#### Written request 1:
Repeat the records from their first line through the line with "[318,243,1027,577]", switching "asphalt road" to "paved road" and leaving everything else as it is.
#### Written request 2:
Resume the passage on the makefile burn rule from the point where it ends.

== Source document ==

The burn rule invokes a chain of rules, which ultimately finds all easily reproducible result files and removes them. The burn target is included in every application makefile as part of the ReDoc rules.

burn: burnER

burnER: ${addsuffix .burn, ${RESULTSER}}
burnCR: ${addsuffix .burn, ${RESULTSCR}}

%.burn: 
        ${foreach sfx, ${RES_SUFFIXES} ,	\
          if ${EXIST} ${RESDIR}/$*${sfx} ; then	\
             ${RM}    ${RESDIR}/$*${sfx} ;  fi;	\
          }

The burn target invokes its dependency burnER. The burnER rule selects the easily reproducible result files for removal. The burnER rule uses GNU make's built-in function addsuffix to generate its dependency list. Each entry of burnER's dependency list is a concatenation of the name of an easily reproducible file and the suffix .burn. In the Frog example, burnER depends on frog.burn and dot.burn. The dependency frog.burn invokes the pattern rule %.burn, which removes the result files corresponding to the result frog. At our laboratory a single result name such as frog usually denotes several result files of identical contents but differing format, e.g. postscript or gif. The %.burn rule scans a list of possible suffixes (RES_SUFFIXES = .ps .gif) and removes all related result files: frog.ps and frog.gif.

===
== Exercise inputs ==

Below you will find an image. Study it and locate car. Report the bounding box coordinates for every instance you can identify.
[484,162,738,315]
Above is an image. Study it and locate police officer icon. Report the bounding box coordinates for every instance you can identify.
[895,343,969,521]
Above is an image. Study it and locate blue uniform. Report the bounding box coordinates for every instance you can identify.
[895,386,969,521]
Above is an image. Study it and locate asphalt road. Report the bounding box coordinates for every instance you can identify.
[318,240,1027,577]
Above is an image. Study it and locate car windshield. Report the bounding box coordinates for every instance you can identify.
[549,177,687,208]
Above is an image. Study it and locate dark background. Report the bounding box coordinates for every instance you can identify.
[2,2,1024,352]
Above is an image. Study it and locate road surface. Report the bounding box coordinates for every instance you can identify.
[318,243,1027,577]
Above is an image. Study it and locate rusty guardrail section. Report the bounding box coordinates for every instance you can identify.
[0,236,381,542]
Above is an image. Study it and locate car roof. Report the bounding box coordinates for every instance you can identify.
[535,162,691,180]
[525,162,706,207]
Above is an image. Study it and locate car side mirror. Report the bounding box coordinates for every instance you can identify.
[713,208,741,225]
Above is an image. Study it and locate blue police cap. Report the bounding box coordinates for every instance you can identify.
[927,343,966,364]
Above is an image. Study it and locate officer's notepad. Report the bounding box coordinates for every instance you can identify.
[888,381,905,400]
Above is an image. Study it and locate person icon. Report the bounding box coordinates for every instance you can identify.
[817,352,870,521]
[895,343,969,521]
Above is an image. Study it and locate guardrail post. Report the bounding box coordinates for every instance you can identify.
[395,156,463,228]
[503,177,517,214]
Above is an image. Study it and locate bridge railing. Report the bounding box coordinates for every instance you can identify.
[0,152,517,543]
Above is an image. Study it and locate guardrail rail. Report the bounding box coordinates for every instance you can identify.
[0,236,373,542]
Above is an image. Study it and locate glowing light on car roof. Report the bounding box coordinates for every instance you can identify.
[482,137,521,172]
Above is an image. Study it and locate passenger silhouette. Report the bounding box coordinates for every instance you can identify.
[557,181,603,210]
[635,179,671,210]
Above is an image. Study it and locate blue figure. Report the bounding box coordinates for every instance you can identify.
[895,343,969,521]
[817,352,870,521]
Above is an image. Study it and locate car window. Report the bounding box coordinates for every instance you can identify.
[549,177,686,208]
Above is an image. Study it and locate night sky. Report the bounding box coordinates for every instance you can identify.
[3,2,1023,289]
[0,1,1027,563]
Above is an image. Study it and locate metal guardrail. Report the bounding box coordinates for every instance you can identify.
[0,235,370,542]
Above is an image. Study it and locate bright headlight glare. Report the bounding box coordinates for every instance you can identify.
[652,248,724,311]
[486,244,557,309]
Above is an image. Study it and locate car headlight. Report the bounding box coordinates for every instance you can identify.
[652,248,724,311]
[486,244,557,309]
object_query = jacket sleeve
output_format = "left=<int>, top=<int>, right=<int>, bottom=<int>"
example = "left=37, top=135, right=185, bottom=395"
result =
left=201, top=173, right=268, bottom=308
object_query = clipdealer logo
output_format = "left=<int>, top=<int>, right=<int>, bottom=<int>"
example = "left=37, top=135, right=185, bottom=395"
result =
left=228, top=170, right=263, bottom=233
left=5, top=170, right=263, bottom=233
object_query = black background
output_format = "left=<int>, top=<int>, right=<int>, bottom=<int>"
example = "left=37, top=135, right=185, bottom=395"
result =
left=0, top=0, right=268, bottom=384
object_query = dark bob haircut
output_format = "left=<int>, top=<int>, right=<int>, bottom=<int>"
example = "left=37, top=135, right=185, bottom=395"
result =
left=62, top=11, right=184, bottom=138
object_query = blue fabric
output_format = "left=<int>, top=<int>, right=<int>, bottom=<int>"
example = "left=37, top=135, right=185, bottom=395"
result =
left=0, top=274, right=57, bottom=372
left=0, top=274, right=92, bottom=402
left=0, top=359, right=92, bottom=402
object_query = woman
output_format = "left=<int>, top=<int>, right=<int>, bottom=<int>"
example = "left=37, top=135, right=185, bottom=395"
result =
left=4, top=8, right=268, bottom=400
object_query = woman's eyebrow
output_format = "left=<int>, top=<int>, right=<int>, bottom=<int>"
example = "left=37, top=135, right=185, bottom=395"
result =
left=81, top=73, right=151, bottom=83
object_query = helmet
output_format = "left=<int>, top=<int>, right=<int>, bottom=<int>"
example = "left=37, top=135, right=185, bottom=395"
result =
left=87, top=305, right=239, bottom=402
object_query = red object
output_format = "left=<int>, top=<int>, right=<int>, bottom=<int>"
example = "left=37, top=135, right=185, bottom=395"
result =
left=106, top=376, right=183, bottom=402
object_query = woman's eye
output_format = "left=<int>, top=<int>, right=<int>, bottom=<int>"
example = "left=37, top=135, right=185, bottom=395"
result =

===

#### Task response 1:
Below you will find an image. Study it and locate car. Report the bounding box coordinates for every instance you can identify.
[484,162,738,315]
Above is an image. Study it and locate police officer icon. Report the bounding box coordinates for every instance you can identify.
[895,343,969,521]
Above is an image. Study it and locate blue uniform. Report the bounding box coordinates for every instance you can identify.
[895,386,969,521]
Above is an image. Study it and locate paved road. Report the bounding box coordinates for every instance you can identify.
[318,240,1027,577]
Above is an image. Study it and locate car windshield. Report the bounding box coordinates for every instance you can identify.
[549,177,687,208]
Above is an image. Study it and locate dark background. Report the bounding box coordinates for every instance you can identify.
[2,2,1024,352]
Above is an image. Study it and locate road surface. Report the bounding box coordinates for every instance you can identify.
[318,243,1027,577]

#### Task response 2:
Since text result files, such as dot.txt, are rare at our laboratory, the ReDoc rules do not contain laboratory-wide rules for handling them. Consequently the author of the Frog document supplies an explicit dot.burn rule in the makefile. This explicit dot.burn rule overrides the default %.burn pattern rule, which generates postscript result files.

The standard burn rule exclusively removes the easily reproducible result files. A reader can remove any existing, conditionally reproducible result files by invoking make burnCR. A reader can exclusively remove the result files related to the frog result by invoking make frog.burn.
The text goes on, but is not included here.